> Exercises to complete:
a - According to the post on the Synapse Spark pool settings, how many nodes is the pool set to?
b - Transcribe the Synapse Spark pool post from "I have several" up to and including "with many cores.".
c - Pick up the post about running Spark 3.1 jobs on Synapse after its last sentence and continue writing it.

> Passage given:
I have several issues when using Synapse to submit Apache Spark 3.1 jobs, where I use one executor only. I disabled autoscaling and dynamic allocation of executors, i.e., my Apache spark pool scale settings are:
- Node size: XLarge (32 vCores, 256 GB)
- Autoscale: disabled
- Number of nodes: 3 (couldn't choose 1, but specified 1 executor in the job definition itself)
- Dynamically allocate executors: disabled
- Intelligent cache size: 50% (default)
- Subscription Apache Spark (CPU vCore) per workspace / 32
I am using Spark 3.1 library, but not distributing work over several executors, so I am using only one executor with many cores.

> Data segment:
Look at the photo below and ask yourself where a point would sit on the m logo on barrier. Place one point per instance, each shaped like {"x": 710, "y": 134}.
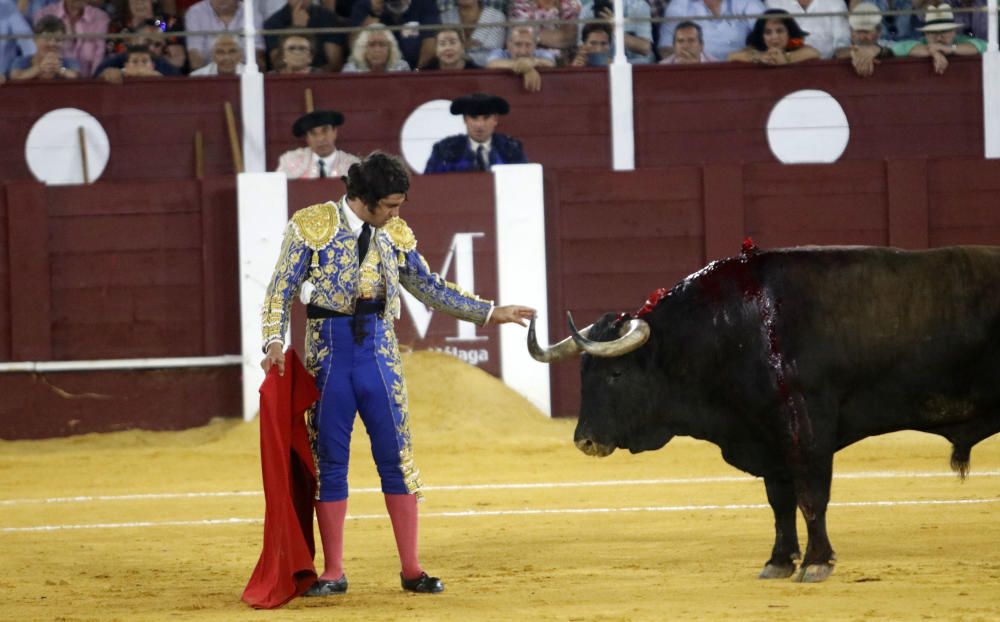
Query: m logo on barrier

> Task results:
a - Three nodes.

b -
I have several issues when using Synapse to submit Apache Spark 3.1 jobs, where I use one executor only. I disabled autoscaling and dynamic allocation of executors, i.e., my Apache spark pool scale settings are:
- Node size: XLarge (32 vCores, 256 GB)
- Autoscale: disabled
- Number of nodes: 3 (couldn't choose 1, but specified 1 executor in the job definition itself)
- Dynamically allocate executors: disabled
- Intelligent cache size: 50% (default)
- Subscription Apache Spark (CPU vCore) per workspace / 32
I am using Spark 3.1 library, but not distributing work over several executors, so I am using only one executor with many cores.

c -
The Issues:
1- When I try to run the job with XLarge executor size (32 vCores / 224GB memory), 1 executor only, I get the error:
Failed to submit the Spark job
Error:
{
"code": "SparkJobDefinitionActionFailedWithBadRequest",
"message": "Spark job batch request for workspace asa-synapseworkspace, spark compute synspSpark3p1 with session id null failed with a bad request. Reason: {\n \"TraceId\": \"x-x-x-x | client-request-id : x-x-x-x\",\n \"Message\": \"Your Spark job requested 64 vcores. However, the workspace has a 32 core limit. Try reducing the numbers of vcores requested or increasing your vcore quota.\"\n}",
"target": null,
"details": null,
"error": null
}
Why? What should I do to use XLarge executors? re-increase the quote to 64 vCores?
2- When I submit the job to a smaller executor (Large, 16 vCores), it gets queued for hours without being submitted. That also happened with 8 vCores executors. I then scaled down the pool to Large node size instead of XLarge, and tried to submit the job to Large and Medium executors, to no avail. Queued status stuck.
Finally, I scaled down the Apache Spark pool to Medium node sizes, and tried to submit the job to a Medium executor, which succeeded and the job got submitted, but that is too small of an executor for the workload.
I should be able to submit jobs to XLarge or Large executors at least. What is happening here that is keeping the jobs in queued status with specific Apache Spark Pool Node Size settings?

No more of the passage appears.